REQUEST A: Retype the stored dataset entries from the first entry line through the line containing "point(227, 127)", inclusive, with no changes.

· 18 March 2017 ·
[Uncovering the origin of the Oxford glove meme, with some pentameter at the end]
I never thought to obtain Letters Patent from the Queen for a monopoly on Oxford Gloves®, nor for the licensing of The Earl of Oxford’s Perfume™. That’s some serious branding I missed. Think of the fees. The income side of financial management was never my forte.
I was curious to see how my glove story morphed, over forty-four decades, from what really happened in 1576 (which I related in Part 1), into what people find today, when they read it as a bit of fluff in a biography of Elizabeth, or in tales of life at her court, or in books about Elizabethan fashion. I wanted to trace it back from the present, to uncover the beginning of the Oxford glove meme.
This isn’t meant to be an exhaustive survey, though it may be exhausting. There are breaks. Sources are listed at the end, after the pentameter.
● Most recent first. The Ephemeral History of Perfume: Scent and Sense in Early Modern England, by Holly Dugan, published in 2011.
This is a bad beginning. I’ve been called a lot of things in my day, and many more since, but Sir Edward Nevarre is a new one. Not one of the other sources we’ll see that ‘widely recount’ my meme make this mistake.
Ms Dugan has me home after my fifteen-month trip in 1566, when I was all of sixteen years old. A decade too soon. Don’t people check these things? I’m almost certain that the internet existed in 2011. If it’s a typo, it’s still a proofreading error, and that doesn’t explain the butchering of my surname.

REQUEST B: In the source excerpt, rewrite the paragraph beginning "Ms Dugan has me home" as a short bulleted list that keeps its main facts.

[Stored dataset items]
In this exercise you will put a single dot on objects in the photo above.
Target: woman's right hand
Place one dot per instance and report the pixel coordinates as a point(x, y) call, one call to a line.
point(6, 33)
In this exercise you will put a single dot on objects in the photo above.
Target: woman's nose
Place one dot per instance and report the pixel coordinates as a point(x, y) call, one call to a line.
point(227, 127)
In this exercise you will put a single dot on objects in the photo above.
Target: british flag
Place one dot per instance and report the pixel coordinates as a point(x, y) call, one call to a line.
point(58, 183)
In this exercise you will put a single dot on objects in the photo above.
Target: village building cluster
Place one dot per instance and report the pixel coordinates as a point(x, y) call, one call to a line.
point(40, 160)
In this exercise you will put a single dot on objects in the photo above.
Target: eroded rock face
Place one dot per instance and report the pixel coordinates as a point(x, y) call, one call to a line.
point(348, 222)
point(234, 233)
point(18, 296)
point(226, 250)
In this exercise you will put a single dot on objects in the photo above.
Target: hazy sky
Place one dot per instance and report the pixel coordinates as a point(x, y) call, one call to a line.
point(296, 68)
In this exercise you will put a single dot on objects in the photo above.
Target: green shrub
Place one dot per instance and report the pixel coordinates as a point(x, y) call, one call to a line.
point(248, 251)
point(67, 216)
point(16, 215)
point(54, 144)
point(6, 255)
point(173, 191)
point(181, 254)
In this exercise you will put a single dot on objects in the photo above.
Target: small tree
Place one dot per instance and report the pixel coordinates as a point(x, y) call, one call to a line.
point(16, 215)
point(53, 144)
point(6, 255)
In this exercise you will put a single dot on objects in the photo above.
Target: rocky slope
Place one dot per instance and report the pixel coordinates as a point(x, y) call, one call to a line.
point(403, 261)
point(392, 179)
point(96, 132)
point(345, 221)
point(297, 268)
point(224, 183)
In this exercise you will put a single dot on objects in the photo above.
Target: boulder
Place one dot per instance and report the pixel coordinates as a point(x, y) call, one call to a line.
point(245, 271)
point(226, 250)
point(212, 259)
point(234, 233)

FULL SOLUTION A:
In this exercise you will put a single dot on objects in the photo above.
Target: woman's right hand
Place one dot per instance and report the pixel coordinates as a point(x, y) call, one call to a line.
point(6, 33)
In this exercise you will put a single dot on objects in the photo above.
Target: woman's nose
Place one dot per instance and report the pixel coordinates as a point(x, y) call, one call to a line.
point(227, 127)

FULL SOLUTION B:
- Ms Dugan places the narrator home in 1566, after a fifteen-month trip, at age sixteen.
- That date is a decade too early.
- The narrator asks whether people check such things and points out that the internet existed in 2011.
- Even if the date is a typo, it is still a proofreading error.
- A typo would not explain the mangled surname.